*Written exercise*.
Print the listing below in its entirety, character for character.
— begin The records —
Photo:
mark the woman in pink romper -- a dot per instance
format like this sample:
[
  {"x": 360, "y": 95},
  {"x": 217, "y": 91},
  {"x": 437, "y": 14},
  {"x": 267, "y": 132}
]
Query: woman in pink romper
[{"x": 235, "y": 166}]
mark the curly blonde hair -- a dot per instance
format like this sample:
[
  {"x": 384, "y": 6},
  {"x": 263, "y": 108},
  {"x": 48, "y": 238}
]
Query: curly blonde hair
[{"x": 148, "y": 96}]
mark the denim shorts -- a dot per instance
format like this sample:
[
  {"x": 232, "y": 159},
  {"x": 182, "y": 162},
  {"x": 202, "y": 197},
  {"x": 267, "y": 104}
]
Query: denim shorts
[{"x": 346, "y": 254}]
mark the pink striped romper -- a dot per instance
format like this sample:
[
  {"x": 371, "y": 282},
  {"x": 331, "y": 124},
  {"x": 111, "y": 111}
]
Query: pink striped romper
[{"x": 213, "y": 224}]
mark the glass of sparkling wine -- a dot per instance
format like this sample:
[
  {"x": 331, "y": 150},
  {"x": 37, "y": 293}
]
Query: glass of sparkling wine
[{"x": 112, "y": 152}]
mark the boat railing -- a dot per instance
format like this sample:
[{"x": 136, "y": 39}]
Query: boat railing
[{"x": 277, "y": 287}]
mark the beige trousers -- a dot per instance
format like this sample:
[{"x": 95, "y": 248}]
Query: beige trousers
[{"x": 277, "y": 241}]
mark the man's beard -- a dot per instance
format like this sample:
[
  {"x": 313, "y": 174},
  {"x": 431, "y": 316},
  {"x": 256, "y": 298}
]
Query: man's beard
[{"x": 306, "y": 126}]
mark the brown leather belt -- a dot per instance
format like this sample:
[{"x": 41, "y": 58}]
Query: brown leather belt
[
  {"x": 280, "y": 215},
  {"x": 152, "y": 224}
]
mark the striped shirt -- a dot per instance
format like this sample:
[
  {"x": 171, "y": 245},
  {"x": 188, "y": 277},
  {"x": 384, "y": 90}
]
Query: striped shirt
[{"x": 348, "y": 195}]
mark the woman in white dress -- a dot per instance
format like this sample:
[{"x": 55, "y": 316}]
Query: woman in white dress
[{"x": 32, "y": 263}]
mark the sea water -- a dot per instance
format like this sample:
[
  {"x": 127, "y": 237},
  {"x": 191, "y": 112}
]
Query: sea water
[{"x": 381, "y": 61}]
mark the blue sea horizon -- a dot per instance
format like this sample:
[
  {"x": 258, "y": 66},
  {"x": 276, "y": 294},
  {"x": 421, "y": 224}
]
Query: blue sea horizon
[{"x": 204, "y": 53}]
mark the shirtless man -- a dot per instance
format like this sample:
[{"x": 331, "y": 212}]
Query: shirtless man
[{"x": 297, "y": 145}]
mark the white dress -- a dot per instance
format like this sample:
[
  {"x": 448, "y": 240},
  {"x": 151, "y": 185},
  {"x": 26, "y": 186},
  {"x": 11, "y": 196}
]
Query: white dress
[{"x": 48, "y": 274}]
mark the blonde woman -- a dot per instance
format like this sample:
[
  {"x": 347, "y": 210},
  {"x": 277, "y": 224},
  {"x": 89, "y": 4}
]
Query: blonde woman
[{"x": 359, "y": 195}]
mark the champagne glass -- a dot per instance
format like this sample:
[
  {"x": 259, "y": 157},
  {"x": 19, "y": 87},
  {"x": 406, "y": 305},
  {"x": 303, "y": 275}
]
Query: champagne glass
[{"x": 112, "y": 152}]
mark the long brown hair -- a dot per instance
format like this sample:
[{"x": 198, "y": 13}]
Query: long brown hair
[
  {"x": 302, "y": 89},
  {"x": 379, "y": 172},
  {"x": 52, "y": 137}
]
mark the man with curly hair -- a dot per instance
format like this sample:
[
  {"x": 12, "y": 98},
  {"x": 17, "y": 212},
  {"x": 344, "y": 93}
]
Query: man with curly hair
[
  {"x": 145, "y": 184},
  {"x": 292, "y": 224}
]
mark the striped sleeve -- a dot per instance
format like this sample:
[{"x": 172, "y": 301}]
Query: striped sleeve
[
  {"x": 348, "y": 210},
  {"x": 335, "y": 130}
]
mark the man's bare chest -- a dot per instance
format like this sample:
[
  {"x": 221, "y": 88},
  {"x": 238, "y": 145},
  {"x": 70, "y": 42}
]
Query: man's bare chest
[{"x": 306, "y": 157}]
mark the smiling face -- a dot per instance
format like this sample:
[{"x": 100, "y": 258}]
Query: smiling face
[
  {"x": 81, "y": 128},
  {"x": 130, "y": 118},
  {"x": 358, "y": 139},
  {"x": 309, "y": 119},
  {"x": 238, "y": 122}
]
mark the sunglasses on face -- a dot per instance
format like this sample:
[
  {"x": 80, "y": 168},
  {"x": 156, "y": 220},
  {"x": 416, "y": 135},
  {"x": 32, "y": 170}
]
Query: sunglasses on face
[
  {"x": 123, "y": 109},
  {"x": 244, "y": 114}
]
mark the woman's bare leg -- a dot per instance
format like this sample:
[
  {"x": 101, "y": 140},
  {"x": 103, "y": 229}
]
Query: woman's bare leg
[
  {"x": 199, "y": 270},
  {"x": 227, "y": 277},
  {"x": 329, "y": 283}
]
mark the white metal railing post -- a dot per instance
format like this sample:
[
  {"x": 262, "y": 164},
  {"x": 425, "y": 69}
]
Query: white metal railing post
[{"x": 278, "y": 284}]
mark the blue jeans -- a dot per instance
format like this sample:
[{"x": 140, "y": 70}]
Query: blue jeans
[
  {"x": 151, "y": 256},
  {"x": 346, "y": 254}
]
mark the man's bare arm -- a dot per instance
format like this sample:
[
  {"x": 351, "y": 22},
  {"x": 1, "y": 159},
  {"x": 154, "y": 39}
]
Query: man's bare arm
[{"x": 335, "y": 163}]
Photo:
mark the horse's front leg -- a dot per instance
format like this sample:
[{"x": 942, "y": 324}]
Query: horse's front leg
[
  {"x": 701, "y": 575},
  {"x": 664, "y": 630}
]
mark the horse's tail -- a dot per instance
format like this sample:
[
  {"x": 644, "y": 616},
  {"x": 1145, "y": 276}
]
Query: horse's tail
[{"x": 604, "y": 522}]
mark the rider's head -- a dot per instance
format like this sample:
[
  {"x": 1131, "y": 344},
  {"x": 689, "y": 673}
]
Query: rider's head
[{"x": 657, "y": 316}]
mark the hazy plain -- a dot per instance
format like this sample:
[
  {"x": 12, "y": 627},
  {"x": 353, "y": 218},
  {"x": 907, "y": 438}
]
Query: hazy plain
— end The records —
*Answer below*.
Photo:
mark the woman in pink romper -- a dot per instance
format like this sample:
[
  {"x": 360, "y": 95},
  {"x": 217, "y": 91},
  {"x": 437, "y": 14},
  {"x": 267, "y": 132}
]
Query: woman in pink romper
[{"x": 235, "y": 166}]
mark the curly blonde hair -- a dot per instance
format like this sample:
[
  {"x": 384, "y": 6},
  {"x": 263, "y": 108},
  {"x": 48, "y": 238}
]
Query: curly blonde hair
[{"x": 148, "y": 96}]
mark the denim shorts -- a dot per instance
format like this sample:
[
  {"x": 232, "y": 159},
  {"x": 182, "y": 162},
  {"x": 202, "y": 197},
  {"x": 267, "y": 104}
]
Query: denim shorts
[{"x": 346, "y": 254}]
mark the pink striped romper -- a dot per instance
format like this sample:
[
  {"x": 371, "y": 282},
  {"x": 331, "y": 124},
  {"x": 111, "y": 111}
]
Query: pink striped romper
[{"x": 213, "y": 224}]
mark the glass of sparkling wine -- a dot per instance
format like this sample:
[
  {"x": 331, "y": 150},
  {"x": 37, "y": 293}
]
Query: glass of sparkling wine
[{"x": 112, "y": 152}]
mark the boat railing -- a dot per instance
format like this sample:
[{"x": 136, "y": 39}]
Query: boat railing
[{"x": 277, "y": 287}]
mark the beige trousers -- a dot per instance
format like this sample:
[{"x": 95, "y": 248}]
Query: beige trousers
[{"x": 277, "y": 241}]
mark the man's beard -- a dot per instance
format like this sample:
[
  {"x": 313, "y": 174},
  {"x": 431, "y": 316},
  {"x": 256, "y": 298}
]
Query: man's beard
[{"x": 306, "y": 126}]
mark the brown leather belt -- a dot per instance
format like this sample:
[{"x": 41, "y": 58}]
Query: brown leather belt
[
  {"x": 280, "y": 215},
  {"x": 152, "y": 224}
]
mark the striped shirt -- a dot per instance
format like this sample:
[
  {"x": 171, "y": 245},
  {"x": 188, "y": 277},
  {"x": 384, "y": 90}
]
Query: striped shirt
[{"x": 348, "y": 195}]
mark the woman in white dress -- a dot per instance
format like this sample:
[{"x": 55, "y": 316}]
Query: woman in white dress
[{"x": 32, "y": 263}]
mark the sea water -- a dot per instance
format like this sample:
[
  {"x": 127, "y": 237},
  {"x": 191, "y": 112}
]
Query: sea water
[{"x": 381, "y": 61}]
mark the blue sea horizon -- a dot per instance
format like this sample:
[
  {"x": 258, "y": 66},
  {"x": 276, "y": 294},
  {"x": 421, "y": 224}
]
Query: blue sea horizon
[{"x": 204, "y": 53}]
mark the shirtless man -- a dot per instance
format like this sample:
[{"x": 331, "y": 212}]
Query: shirtless man
[{"x": 297, "y": 145}]
mark the white dress -- a dot per instance
format like this sample:
[
  {"x": 448, "y": 240},
  {"x": 151, "y": 185},
  {"x": 26, "y": 186},
  {"x": 11, "y": 196}
]
Query: white dress
[{"x": 48, "y": 274}]
mark the blonde woman -- a dot per instance
format like this sample:
[
  {"x": 347, "y": 210},
  {"x": 277, "y": 224},
  {"x": 89, "y": 4}
]
Query: blonde woman
[{"x": 359, "y": 195}]
mark the champagne glass -- a dot per instance
format like this sample:
[
  {"x": 259, "y": 157},
  {"x": 19, "y": 87},
  {"x": 406, "y": 305},
  {"x": 303, "y": 275}
]
Query: champagne glass
[{"x": 112, "y": 152}]
mark the long brown hair -- a dot per instance
format like this sample:
[{"x": 198, "y": 13}]
Query: long brown hair
[
  {"x": 302, "y": 89},
  {"x": 379, "y": 172},
  {"x": 52, "y": 137}
]
mark the man with curly hair -- a dot per instance
format like this sample:
[
  {"x": 12, "y": 98},
  {"x": 17, "y": 212},
  {"x": 344, "y": 93}
]
Query: man with curly hair
[
  {"x": 145, "y": 184},
  {"x": 292, "y": 224}
]
mark the striped sleeve -- a dot per instance
format like this sample:
[{"x": 172, "y": 301}]
Query: striped sleeve
[
  {"x": 348, "y": 210},
  {"x": 335, "y": 130}
]
mark the man's bare chest -- a dot per instance
format like this sample:
[
  {"x": 221, "y": 88},
  {"x": 238, "y": 145},
  {"x": 70, "y": 42}
]
Query: man's bare chest
[{"x": 306, "y": 157}]
mark the smiling face -- a dot per instance
format like this sample:
[{"x": 100, "y": 258}]
Query: smiling face
[
  {"x": 81, "y": 128},
  {"x": 130, "y": 118},
  {"x": 358, "y": 139},
  {"x": 309, "y": 119},
  {"x": 238, "y": 122}
]
mark the sunglasses on face -- a dot per instance
format like this sample:
[
  {"x": 80, "y": 168},
  {"x": 156, "y": 220},
  {"x": 416, "y": 135},
  {"x": 32, "y": 170}
]
Query: sunglasses on face
[
  {"x": 123, "y": 109},
  {"x": 244, "y": 114}
]
mark the woman's bare leg -- a dot per instance
format like this sample:
[
  {"x": 101, "y": 140},
  {"x": 103, "y": 229}
]
Query: woman's bare leg
[
  {"x": 199, "y": 270},
  {"x": 227, "y": 277},
  {"x": 329, "y": 283}
]
mark the white metal railing post -- a dot per instance
format like this sample:
[
  {"x": 262, "y": 164},
  {"x": 425, "y": 69}
]
Query: white metal railing post
[{"x": 278, "y": 284}]
mark the blue jeans -- a dot per instance
format like this sample:
[{"x": 140, "y": 70}]
Query: blue jeans
[
  {"x": 151, "y": 256},
  {"x": 346, "y": 254}
]
mark the man's bare arm -- a dot per instance
format like this sample:
[
  {"x": 351, "y": 22},
  {"x": 1, "y": 159},
  {"x": 154, "y": 39}
]
Query: man's bare arm
[{"x": 335, "y": 163}]
Photo:
mark the horse's front leg -- a dot per instance
format like this sample:
[{"x": 942, "y": 324}]
Query: horse's front leg
[
  {"x": 701, "y": 575},
  {"x": 664, "y": 630}
]
mark the horse's tail -- a dot per instance
format like this sample:
[
  {"x": 644, "y": 616},
  {"x": 1145, "y": 276}
]
Query: horse's tail
[{"x": 604, "y": 522}]
mark the rider's head -- a dot per instance
format like this sample:
[
  {"x": 1131, "y": 344},
  {"x": 689, "y": 673}
]
Query: rider's head
[{"x": 657, "y": 316}]
mark the hazy plain -- a dot per instance
format like this sample:
[
  {"x": 12, "y": 627},
  {"x": 353, "y": 218},
  {"x": 907, "y": 438}
]
Query: hazy plain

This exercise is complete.